• VORLIEGENDER TEXT:

»»

Passend dazu haben wir anschließend über Rollen und deren Aufgaben und Erwartungen gesprochen. Die Rolle als Sohn, FSJler, Freund, … Jede beinhaltet andere Erwartungen, die man erfüllen muss. Oft steht man auch zwischen zwei Rollen, bei denen man abwägen und Kompromisse eingehen muss. Auch der Rollenwechsel war ein Punkt, den ich nur zu gut kenne. In meinem FSJ erlebe ich nämlich täglich je mindestens zwei Rollen, zwischen denen ich wechsle: Der FSJler in der Schule als Betreuer, auch als LRS-„Lehrer“, in der ich Verantwortung übernehme und gewissermaßen auch eine Autorität darstelle. Im Gegensatz dazu verkörpere ich im Jugendhaus mehr einen Mitspieler. Ich kann hier mit einzelnen Kindern und Jugendlichen spielen und mir Zeit für sie nehmen, was beispielsweise in der Betreuung mit einer kompletten Schulklasse leider nicht so gut umsetzbar ist.

««

• GESTELLTE AUFGABE A: Wie lässt sich der Text über Rollen im FSJ in zwei Sätzen zusammenfassen?
• GESTELLTE AUFGABE B: Zitiere aus dem Text über Rollen im FSJ wortgetreu die Stelle, die mit „Passend dazu haben“ beginnt und mit „gut umsetzbar ist.“ endet.

• VERFÜGBARE DATEN:
»»

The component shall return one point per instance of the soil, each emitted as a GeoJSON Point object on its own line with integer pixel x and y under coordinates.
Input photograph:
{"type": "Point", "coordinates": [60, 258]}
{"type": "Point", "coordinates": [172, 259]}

««

• ERGEBNIS DER AUFGABE A: Besprochen wurden Rollen wie Sohn, FSJler oder Freund, die jeweils andere Erwartungen mit sich bringen, wobei man zwischen zwei Rollen oft abwägen und Kompromisse eingehen muss. Im FSJ wechselt die schreibende Person täglich zwischen mindestens zwei Rollen: in der Schule als Betreuer mit Verantwortung und einer gewissen Autorität, im Jugendhaus eher als Mitspieler, der sich Zeit für einzelne Kinder und Jugendliche nehmen kann.

• ERGEBNIS DER AUFGABE B:
Passend dazu haben wir anschließend über Rollen und deren Aufgaben und Erwartungen gesprochen. Die Rolle als Sohn, FSJler, Freund, … Jede beinhaltet andere Erwartungen, die man erfüllen muss. Oft steht man auch zwischen zwei Rollen, bei denen man abwägen und Kompromisse eingehen muss. Auch der Rollenwechsel war ein Punkt, den ich nur zu gut kenne. In meinem FSJ erlebe ich nämlich täglich je mindestens zwei Rollen, zwischen denen ich wechsle: Der FSJler in der Schule als Betreuer, auch als LRS-„Lehrer“, in der ich Verantwortung übernehme und gewissermaßen auch eine Autorität darstelle. Im Gegensatz dazu verkörpere ich im Jugendhaus mehr einen Mitspieler. Ich kann hier mit einzelnen Kindern und Jugendlichen spielen und mir Zeit für sie nehmen, was beispielsweise in der Betreuung mit einer kompletten Schulklasse leider nicht so gut umsetzbar ist.